▶ _Exercise prompt_
Count the lines in the items below that contain the string "clicks", matching case exactly. Reply with the number only.
========
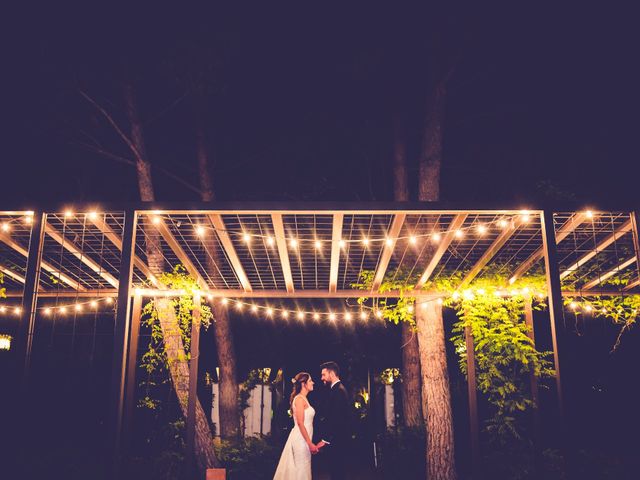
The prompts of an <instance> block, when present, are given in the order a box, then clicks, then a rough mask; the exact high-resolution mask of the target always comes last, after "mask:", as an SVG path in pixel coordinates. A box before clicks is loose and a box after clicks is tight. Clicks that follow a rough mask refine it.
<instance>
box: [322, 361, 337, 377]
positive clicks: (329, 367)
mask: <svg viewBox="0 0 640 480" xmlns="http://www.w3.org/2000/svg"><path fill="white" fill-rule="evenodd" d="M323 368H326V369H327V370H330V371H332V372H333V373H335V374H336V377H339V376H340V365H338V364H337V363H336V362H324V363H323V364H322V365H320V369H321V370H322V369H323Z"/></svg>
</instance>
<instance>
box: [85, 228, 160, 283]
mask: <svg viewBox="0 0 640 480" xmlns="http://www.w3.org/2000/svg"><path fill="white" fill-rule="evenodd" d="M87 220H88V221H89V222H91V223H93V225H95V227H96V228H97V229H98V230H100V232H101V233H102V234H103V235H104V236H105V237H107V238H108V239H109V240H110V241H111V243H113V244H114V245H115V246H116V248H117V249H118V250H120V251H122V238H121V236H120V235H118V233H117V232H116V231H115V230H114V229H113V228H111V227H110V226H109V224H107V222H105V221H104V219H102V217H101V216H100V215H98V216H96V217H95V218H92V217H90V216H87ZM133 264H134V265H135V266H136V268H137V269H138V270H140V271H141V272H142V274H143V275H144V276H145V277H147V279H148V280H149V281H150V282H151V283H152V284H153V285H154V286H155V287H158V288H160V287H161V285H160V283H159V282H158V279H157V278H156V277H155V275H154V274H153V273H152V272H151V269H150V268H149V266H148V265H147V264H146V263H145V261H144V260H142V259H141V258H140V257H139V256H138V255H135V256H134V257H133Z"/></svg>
========
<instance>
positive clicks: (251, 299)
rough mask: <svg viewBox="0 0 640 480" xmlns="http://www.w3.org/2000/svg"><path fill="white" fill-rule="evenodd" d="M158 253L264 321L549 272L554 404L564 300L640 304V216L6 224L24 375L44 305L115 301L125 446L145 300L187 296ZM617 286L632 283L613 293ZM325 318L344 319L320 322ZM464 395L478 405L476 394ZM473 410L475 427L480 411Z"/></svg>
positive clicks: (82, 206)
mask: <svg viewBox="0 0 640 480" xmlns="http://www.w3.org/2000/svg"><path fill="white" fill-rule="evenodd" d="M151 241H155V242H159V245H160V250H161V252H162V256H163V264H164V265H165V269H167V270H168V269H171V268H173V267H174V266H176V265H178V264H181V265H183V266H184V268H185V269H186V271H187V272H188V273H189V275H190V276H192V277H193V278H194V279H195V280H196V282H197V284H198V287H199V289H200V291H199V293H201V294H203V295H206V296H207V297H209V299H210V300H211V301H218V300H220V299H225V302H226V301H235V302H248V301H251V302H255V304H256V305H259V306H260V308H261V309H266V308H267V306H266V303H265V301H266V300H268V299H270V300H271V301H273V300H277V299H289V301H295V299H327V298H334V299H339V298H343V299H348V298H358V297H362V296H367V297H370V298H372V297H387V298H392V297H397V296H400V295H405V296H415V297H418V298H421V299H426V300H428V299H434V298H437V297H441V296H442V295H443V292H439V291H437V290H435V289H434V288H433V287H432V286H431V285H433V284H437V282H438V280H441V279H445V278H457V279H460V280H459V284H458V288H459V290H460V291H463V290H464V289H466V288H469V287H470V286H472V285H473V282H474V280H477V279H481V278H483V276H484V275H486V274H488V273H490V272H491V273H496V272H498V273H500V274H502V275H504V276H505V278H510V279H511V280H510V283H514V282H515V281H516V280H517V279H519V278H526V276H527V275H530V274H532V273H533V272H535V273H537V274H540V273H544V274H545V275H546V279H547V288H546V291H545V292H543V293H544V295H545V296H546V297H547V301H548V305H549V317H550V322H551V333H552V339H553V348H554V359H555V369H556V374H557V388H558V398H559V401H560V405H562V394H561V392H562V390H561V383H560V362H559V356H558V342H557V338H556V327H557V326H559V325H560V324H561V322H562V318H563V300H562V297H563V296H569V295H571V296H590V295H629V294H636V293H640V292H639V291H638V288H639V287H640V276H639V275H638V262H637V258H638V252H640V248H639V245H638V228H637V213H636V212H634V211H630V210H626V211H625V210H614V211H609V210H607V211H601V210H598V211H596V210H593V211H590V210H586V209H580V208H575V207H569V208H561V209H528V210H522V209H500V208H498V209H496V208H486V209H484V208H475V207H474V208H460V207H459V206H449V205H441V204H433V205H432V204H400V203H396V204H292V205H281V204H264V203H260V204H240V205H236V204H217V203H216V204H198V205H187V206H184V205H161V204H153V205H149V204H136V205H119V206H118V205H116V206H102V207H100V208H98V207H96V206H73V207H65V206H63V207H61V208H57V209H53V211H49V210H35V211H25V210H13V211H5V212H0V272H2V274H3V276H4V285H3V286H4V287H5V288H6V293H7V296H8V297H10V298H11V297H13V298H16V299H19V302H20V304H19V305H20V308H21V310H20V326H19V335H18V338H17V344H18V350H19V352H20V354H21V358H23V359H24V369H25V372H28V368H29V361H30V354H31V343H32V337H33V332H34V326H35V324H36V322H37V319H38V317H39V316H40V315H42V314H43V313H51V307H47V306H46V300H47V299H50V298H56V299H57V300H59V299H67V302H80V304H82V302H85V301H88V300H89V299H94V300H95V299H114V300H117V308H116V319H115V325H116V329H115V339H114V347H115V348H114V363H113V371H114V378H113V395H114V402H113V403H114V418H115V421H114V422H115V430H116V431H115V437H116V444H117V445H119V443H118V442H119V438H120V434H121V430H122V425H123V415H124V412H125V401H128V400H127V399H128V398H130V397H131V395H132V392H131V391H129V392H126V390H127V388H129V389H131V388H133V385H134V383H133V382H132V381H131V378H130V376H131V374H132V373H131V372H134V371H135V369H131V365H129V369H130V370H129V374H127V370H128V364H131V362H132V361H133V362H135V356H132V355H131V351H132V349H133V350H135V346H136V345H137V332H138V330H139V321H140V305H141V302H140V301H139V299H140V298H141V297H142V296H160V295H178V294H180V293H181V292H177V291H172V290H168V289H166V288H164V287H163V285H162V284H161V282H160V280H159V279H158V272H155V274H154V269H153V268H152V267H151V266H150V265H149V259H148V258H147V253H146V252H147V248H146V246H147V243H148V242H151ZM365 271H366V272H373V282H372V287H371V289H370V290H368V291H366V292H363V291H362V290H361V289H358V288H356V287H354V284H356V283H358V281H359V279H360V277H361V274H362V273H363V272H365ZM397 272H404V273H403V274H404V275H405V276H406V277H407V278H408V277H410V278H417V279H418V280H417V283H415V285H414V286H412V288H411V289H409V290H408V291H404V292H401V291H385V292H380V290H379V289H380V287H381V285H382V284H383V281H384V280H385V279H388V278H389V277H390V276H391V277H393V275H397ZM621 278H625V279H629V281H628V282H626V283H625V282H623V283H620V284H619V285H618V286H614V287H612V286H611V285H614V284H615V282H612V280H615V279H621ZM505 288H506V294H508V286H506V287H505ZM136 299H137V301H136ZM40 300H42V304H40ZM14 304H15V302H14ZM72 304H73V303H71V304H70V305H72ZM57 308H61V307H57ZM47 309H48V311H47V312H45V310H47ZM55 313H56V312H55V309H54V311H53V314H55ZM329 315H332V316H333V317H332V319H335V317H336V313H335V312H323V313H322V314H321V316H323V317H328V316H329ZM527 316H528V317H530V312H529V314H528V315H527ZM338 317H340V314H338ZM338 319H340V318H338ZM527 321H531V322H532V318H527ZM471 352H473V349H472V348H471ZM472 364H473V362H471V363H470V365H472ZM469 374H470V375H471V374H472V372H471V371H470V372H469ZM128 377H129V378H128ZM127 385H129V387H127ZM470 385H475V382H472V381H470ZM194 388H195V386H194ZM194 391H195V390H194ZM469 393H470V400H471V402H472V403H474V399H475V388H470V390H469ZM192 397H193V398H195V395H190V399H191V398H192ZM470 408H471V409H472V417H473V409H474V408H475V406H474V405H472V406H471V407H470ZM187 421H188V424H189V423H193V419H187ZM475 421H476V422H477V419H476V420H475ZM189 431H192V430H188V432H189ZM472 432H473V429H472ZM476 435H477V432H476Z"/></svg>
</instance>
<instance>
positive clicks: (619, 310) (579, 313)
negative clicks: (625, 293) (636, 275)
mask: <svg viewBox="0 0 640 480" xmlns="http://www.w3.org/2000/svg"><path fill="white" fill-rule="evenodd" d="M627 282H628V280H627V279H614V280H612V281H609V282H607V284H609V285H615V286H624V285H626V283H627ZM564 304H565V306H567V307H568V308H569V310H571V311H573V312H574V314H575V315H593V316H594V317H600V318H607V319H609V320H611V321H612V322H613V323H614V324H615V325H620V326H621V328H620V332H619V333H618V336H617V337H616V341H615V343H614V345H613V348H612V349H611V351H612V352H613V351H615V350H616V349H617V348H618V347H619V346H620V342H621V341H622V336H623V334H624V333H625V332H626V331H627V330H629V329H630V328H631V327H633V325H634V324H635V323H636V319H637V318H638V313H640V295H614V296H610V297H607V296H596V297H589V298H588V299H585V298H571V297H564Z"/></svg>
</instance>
========
▶ _Written solution_
6